____ Teks Bacaan

Resensi Buku: Dracula, Kisah Kelam yang Tak Terurai

Judul            : Dracula, Pembantai Umat Islam dalam Perang Salib
Penulis         : Hyphatia Cneajna
Penerbit       : Navila Idea, Yogyakarta
Tebal           : xii + 192 halaman
Tahun Terbit : Agustus 2007

   Kita tentu sudah mengetahui kekejaman Hitler, Pol Pot, Mao, Stalin ataupun Soeharta. Akan tetapi, siapa yang mengetahui  kekejaman Dracula?

________

** Tugas Latihan 1 **
Sebutkan semua label data buku yang tercantum di bagian awal resensi buku Dracula.
** Tugas Latihan 2 **
Menurut resensi buku Dracula, siapa penerbit buku tersebut?
** Tugas Latihan 3 **
Teruskan resensi buku Dracula, dimulai setelah kalimat terakhirnya.

____ Daftar Entri

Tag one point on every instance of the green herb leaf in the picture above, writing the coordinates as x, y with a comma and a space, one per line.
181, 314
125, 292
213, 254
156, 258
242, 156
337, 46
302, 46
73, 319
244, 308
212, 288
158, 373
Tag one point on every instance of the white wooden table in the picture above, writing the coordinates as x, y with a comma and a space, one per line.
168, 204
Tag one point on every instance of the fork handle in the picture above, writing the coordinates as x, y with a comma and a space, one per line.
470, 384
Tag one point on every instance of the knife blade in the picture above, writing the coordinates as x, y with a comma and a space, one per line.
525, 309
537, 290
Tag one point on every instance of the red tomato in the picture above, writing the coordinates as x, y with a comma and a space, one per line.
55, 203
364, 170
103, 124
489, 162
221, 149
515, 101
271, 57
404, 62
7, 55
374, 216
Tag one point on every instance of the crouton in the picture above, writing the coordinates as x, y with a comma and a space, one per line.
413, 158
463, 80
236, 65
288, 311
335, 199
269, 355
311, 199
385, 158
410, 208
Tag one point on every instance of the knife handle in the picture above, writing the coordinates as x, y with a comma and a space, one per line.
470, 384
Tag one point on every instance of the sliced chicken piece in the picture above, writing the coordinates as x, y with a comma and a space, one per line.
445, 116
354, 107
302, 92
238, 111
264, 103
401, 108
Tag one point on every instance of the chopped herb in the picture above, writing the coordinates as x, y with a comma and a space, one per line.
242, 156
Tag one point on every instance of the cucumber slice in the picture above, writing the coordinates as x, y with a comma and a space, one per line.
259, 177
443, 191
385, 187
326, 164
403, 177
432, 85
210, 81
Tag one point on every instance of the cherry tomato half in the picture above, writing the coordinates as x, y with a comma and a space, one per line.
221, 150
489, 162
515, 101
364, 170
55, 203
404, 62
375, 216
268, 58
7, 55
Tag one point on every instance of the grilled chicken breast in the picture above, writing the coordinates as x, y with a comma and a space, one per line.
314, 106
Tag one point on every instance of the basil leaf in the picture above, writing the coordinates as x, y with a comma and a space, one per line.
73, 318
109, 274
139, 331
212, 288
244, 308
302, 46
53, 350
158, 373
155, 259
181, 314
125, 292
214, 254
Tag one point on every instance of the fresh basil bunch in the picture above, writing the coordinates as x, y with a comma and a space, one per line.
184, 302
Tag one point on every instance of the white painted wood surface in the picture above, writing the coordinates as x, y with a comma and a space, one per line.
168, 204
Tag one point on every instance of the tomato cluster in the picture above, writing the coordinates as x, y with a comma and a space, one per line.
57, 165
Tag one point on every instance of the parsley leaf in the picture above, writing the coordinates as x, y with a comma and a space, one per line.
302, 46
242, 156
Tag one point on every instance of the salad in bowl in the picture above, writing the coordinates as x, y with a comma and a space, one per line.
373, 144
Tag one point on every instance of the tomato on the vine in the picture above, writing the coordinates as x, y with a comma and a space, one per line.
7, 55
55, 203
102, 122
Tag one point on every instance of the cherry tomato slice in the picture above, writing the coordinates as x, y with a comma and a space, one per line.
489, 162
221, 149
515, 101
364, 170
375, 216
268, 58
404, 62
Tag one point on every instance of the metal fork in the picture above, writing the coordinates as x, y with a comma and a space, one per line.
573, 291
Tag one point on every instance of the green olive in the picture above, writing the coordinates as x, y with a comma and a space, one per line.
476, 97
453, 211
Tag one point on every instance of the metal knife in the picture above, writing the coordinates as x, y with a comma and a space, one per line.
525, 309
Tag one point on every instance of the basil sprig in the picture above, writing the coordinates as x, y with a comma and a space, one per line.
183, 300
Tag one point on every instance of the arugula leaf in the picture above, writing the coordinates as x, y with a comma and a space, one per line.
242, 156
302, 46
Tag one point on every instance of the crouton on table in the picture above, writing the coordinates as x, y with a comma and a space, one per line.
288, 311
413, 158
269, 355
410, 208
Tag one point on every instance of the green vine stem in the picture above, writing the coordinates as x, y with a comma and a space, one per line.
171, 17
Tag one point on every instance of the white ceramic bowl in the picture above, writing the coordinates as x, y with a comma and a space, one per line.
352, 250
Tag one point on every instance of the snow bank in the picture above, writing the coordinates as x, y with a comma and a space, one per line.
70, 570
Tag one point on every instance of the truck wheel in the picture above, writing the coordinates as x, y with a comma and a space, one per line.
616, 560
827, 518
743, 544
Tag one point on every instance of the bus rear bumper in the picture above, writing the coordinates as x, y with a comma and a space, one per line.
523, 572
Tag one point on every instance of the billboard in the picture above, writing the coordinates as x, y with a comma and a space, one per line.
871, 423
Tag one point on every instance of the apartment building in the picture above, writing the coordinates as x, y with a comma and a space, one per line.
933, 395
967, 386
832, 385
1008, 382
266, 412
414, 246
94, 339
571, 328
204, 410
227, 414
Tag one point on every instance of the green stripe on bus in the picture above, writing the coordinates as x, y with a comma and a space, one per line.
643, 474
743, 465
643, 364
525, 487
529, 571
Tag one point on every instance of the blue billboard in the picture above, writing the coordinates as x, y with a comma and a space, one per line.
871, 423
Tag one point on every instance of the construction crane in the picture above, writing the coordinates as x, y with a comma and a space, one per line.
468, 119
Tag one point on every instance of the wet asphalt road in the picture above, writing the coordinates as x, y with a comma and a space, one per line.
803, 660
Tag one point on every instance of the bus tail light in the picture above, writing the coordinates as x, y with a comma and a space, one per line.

________

** Hasil Tugas 1 **
Judul, Penulis, Penerbit, Tebal, Tahun Terbit

** Hasil Tugas 2 **
Navila Idea, Yogyakarta.

** Hasil Tugas 3 **
   Vlad Tepes atau kemudian dikenal di dunia sebagai Dracula, memang sudah menjadi sosok yang melegenda. Semua itu tentunya berkat jasa Bram Stoker dengan novelnya, Dracula. Dari buah karya Dracula puluhan film telah diproduksi, antara lain Dracula’s Daughter (1936), Son of Dracula (1943), Hoorof of Dracula (1958), Nosferatu (1922)—yang dibuat ulang pada tahun 1979. Baik buku mapun film-film tersebut mempunyai gambaran yang sama tentang sosok Dracula, yaitu seorang vampir yang haus darah. Ia diceritakan akan keluar setiap bulan purnama dari kastilnya dengan memakai jubah hitam guna mencari korban sebagai santap malam.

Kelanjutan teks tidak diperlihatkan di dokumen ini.